[OBJECTIVE]: Filter the rows below, copying each line that contains the word "yellow". Case counts.

┌─ SOURCE DATA

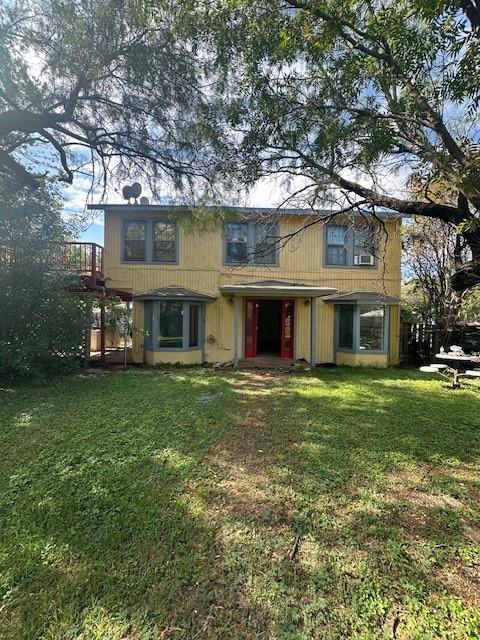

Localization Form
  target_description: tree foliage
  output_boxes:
[0,0,210,196]
[179,0,480,290]
[402,217,478,330]
[0,180,86,377]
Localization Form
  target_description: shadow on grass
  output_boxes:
[0,370,480,640]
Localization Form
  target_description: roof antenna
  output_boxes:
[122,182,148,204]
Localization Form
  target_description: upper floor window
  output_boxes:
[123,220,147,260]
[225,222,279,265]
[225,222,248,263]
[325,224,377,267]
[326,224,348,265]
[153,220,176,262]
[122,218,178,264]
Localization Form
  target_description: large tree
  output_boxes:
[0,177,88,379]
[182,0,480,290]
[0,0,210,195]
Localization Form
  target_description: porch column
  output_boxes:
[100,304,105,364]
[232,296,242,367]
[310,298,317,367]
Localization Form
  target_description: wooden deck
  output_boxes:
[238,356,310,369]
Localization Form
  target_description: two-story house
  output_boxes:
[91,204,401,366]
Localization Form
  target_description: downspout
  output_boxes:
[310,298,317,367]
[233,297,239,367]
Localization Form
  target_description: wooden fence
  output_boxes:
[400,322,478,364]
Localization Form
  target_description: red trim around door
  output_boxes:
[245,299,258,358]
[280,300,295,358]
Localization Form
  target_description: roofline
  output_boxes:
[87,203,406,219]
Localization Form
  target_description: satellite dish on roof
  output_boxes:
[131,182,142,200]
[122,182,142,204]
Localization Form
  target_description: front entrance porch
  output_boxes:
[244,298,295,360]
[220,280,336,367]
[238,355,309,371]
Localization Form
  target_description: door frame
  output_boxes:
[280,298,295,359]
[243,298,297,359]
[243,298,258,358]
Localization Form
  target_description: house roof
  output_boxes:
[87,203,404,219]
[134,286,217,302]
[220,280,337,298]
[323,291,400,304]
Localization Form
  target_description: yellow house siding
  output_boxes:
[388,305,400,364]
[104,212,401,366]
[145,349,202,366]
[337,351,388,367]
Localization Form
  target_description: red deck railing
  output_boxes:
[61,242,103,286]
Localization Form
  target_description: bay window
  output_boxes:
[144,300,203,351]
[335,303,388,353]
[358,304,385,351]
[326,224,348,265]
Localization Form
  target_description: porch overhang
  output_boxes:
[135,286,217,302]
[220,280,337,298]
[323,291,400,304]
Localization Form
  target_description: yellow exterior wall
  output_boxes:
[336,351,388,367]
[145,349,202,366]
[388,304,400,364]
[104,210,401,363]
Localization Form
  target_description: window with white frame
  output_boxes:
[353,229,376,267]
[122,218,178,264]
[358,304,385,351]
[225,222,280,265]
[152,220,177,262]
[145,300,202,351]
[225,222,248,264]
[324,224,378,267]
[326,224,348,265]
[336,303,388,352]
[123,220,147,261]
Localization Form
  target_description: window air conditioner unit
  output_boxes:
[353,253,375,266]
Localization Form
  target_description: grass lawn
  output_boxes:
[0,368,480,640]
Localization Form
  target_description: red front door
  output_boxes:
[280,300,295,358]
[245,300,258,358]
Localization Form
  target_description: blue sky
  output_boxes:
[63,165,407,245]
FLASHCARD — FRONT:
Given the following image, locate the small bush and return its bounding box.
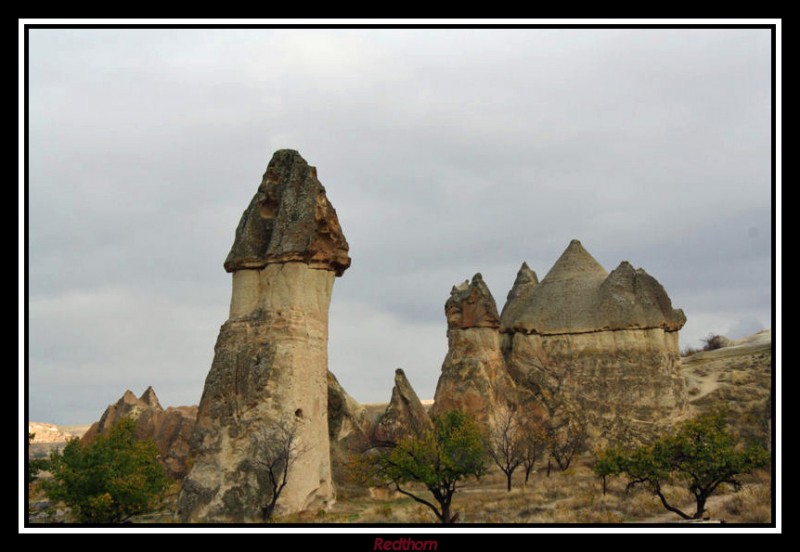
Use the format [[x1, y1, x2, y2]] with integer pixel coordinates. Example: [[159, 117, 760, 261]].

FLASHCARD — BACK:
[[681, 345, 700, 358], [700, 334, 729, 351]]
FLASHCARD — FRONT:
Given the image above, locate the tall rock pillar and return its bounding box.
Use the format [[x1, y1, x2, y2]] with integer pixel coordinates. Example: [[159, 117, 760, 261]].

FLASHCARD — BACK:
[[178, 150, 350, 522], [431, 273, 516, 428]]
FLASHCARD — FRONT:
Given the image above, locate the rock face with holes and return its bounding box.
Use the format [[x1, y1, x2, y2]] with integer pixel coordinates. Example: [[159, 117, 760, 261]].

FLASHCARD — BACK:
[[500, 240, 686, 441], [431, 274, 516, 427], [178, 150, 350, 522]]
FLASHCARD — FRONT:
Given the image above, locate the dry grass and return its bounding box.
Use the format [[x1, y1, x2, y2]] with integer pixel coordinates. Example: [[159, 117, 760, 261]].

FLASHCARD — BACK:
[[310, 458, 771, 524]]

└─

[SOLUTION TO THIS TASK]:
  target_description: yellow house siding
  target_description: yellow exterior wall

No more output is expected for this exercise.